■ PROBLEM DETAILS ■
Please present every line of the items below as a numbered list, leaving out blank lines and the pictures.

■ SUPPLIED DATA ■
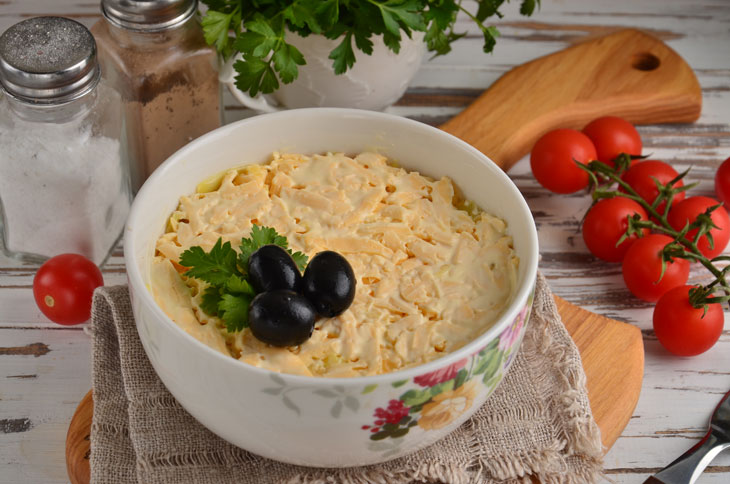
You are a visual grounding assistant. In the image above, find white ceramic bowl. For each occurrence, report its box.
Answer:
[124,108,538,467]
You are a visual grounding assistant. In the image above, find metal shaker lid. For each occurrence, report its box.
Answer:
[0,17,101,104]
[101,0,198,32]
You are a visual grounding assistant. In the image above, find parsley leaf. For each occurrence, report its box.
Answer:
[225,275,256,297]
[201,0,541,96]
[273,44,306,84]
[180,225,308,332]
[238,225,309,271]
[180,239,238,286]
[218,294,253,333]
[200,286,221,316]
[238,225,289,268]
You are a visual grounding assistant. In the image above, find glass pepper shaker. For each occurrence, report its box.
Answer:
[0,17,131,265]
[91,0,222,192]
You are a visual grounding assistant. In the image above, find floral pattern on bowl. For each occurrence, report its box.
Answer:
[362,298,532,441]
[263,288,533,457]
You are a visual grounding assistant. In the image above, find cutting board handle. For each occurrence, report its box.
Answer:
[441,29,702,170]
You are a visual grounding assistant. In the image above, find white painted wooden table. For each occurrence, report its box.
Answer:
[0,0,730,484]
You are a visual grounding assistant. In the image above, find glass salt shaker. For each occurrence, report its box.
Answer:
[91,0,223,192]
[0,17,131,265]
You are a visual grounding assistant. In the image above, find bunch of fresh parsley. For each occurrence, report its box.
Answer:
[201,0,540,96]
[180,225,308,333]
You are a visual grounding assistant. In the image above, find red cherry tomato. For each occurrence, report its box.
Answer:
[621,160,684,214]
[715,158,730,205]
[667,197,730,259]
[530,129,596,193]
[621,234,689,302]
[33,254,104,326]
[653,286,725,356]
[583,116,641,165]
[583,197,649,262]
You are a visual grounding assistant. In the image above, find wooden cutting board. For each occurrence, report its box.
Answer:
[66,29,702,484]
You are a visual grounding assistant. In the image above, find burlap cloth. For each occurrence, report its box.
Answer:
[91,276,602,484]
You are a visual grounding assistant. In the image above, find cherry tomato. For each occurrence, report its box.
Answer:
[583,116,641,165]
[33,254,104,326]
[621,234,689,302]
[715,158,730,205]
[621,160,684,214]
[653,286,725,356]
[583,197,649,262]
[530,129,596,193]
[667,197,730,259]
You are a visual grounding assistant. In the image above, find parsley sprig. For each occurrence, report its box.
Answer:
[180,225,308,333]
[202,0,540,96]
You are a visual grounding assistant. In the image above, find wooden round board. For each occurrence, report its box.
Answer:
[66,296,644,484]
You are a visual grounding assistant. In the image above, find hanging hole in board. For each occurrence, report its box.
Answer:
[631,52,661,71]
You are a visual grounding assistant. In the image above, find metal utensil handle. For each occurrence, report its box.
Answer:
[650,431,730,484]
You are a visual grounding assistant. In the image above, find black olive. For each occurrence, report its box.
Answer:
[302,250,356,318]
[248,290,316,346]
[248,245,302,293]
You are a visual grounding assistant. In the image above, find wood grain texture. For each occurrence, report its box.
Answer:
[441,29,702,170]
[555,296,644,450]
[66,296,644,484]
[66,390,94,484]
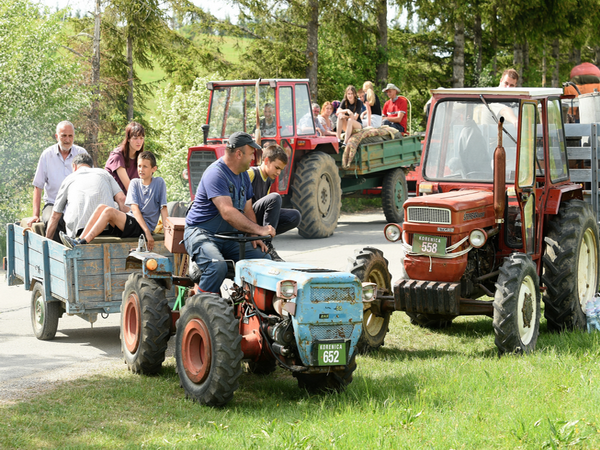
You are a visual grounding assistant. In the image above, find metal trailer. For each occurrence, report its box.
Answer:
[6,224,176,340]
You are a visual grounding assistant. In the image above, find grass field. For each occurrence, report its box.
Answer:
[0,313,600,449]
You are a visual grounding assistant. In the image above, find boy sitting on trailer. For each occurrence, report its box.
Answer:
[60,151,167,251]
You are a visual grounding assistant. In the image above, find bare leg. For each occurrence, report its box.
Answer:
[81,207,127,244]
[344,119,362,144]
[335,117,348,141]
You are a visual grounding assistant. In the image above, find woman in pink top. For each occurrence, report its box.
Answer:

■ CORRECT OUTPUT ■
1. You are a visual grounding assistant. In the image above, find white ceramic bowl. For each occurrence, report its box.
2. Answer:
3. [124,108,538,467]
4. You are a visual grounding assistant. In the image above, find metal shaker lid. For each occurrence, report its box.
5. Answer:
6. [0,17,101,104]
7. [101,0,198,32]
8. You are a visual grounding assistant. In the image above, find parsley leaf. For each occurrence, report its box.
9. Answer:
10. [225,275,256,297]
11. [201,0,541,96]
12. [273,44,306,84]
13. [180,225,308,332]
14. [238,225,309,271]
15. [180,239,238,286]
16. [218,294,253,333]
17. [200,286,221,316]
18. [238,225,289,268]
19. You are a visual grounding assistant. In the image above, find glass pepper shaker. For each occurrence, report its box.
20. Answer:
21. [0,17,131,265]
22. [91,0,222,192]
23. You are a visual grounding assistant. In the image above, find floral pattern on bowl. For each occurrence, report its box.
24. Answer:
25. [362,298,532,441]
26. [263,288,533,457]
27. You are a visual grounding assistant. In the image above, find cutting board handle. For each occurrence, report its box.
28. Answer:
29. [441,29,702,170]
30. You are a visual grounding assistant. In the image above, find white painted wooden table. For each occurrence, report its box.
31. Answer:
32. [0,0,730,484]
33. You are a visual grounding assistant. In the image above, find glass salt shaker. For each occurrence, report its box.
34. Answer:
35. [91,0,223,192]
36. [0,17,131,265]
37. You are a visual grounding assistant. In the image above, find bunch of fresh parsley. For each occurrence, report its box.
38. Answer:
39. [201,0,540,96]
40. [180,225,308,333]
41. You are a visual grounding assistant. In the image above, find red cherry tomato. For each occurrence, report its box.
42. Answer:
43. [621,160,684,214]
44. [715,158,730,205]
45. [667,197,730,259]
46. [530,129,596,193]
47. [621,234,689,302]
48. [33,254,104,326]
49. [653,286,725,356]
50. [583,116,641,165]
51. [583,197,649,262]
52. You are a visual grounding assistant. In the image above, find wooden cutting board. For each occurrence, report its box.
53. Answer:
54. [66,29,702,484]
55. You are a visual grounding assistant. In the image above, find burlap cloth. For each occurrence, report its box.
56. Answer:
57. [91,276,602,484]
58. You are a visual grounding assistant. In the image above, find cherry tomato. For each occurrence, report its box.
59. Answer:
60. [583,116,641,165]
61. [33,254,104,326]
62. [621,234,689,302]
63. [715,158,730,205]
64. [621,160,684,214]
65. [653,286,725,356]
66. [583,197,649,262]
67. [530,129,596,193]
68. [667,197,730,259]
69. You are a visual grounding assistant. In the image above, find parsley sprig. For each occurrence, report its box.
70. Answer:
71. [180,225,308,333]
72. [202,0,540,96]
73. You are a visual grounding assistant. In the image above, find wooden round board. For each occurrence, report its box.
74. Answer:
75. [66,296,644,484]
76. You are a visual grounding assistant. In the image above, find hanging hole in board. For each occurrence, report its box.
77. Answer:
78. [631,52,661,71]
79. You are a visual grounding assistant. In the image above, find metal utensil handle. For each occurrence, report its box.
80. Answer:
81. [650,431,730,484]
82. You are a visual grounding assistant. In the image above, find black olive. For each occurrence, report its box.
83. Answer:
84. [302,250,356,318]
85. [248,290,316,346]
86. [248,245,302,293]
87. You are a visual grounding assistant. In the image above, find wood grain texture. For each occurrence, report its box.
88. Answer:
89. [441,29,702,170]
90. [555,296,644,450]
91. [66,296,644,484]
92. [66,390,94,484]
93. You are a visual grounding assistant. In the image above, find metal trailer. For each occurrence, report its box.
94. Answer:
95. [6,224,176,340]
96. You are a visual grounding assistant. In the image above, find grass field. For each occurrence, report its box.
97. Answer:
98. [0,313,600,449]
99. You are a visual grounding assistant. In the image above, find boy sitting on trailer. For each occurrence, report its box.
100. Answer:
101. [60,151,167,251]
102. You are a visual grounding assistant. In the image above, find bare leg. For each occurrence, report its box.
103. Answer:
104. [81,207,127,244]
105. [344,119,362,144]
106. [335,117,348,141]
107. You are a visual grounding assistant. In the image above, find woman in pink top. For each occurrence, report its box.
108. Answer:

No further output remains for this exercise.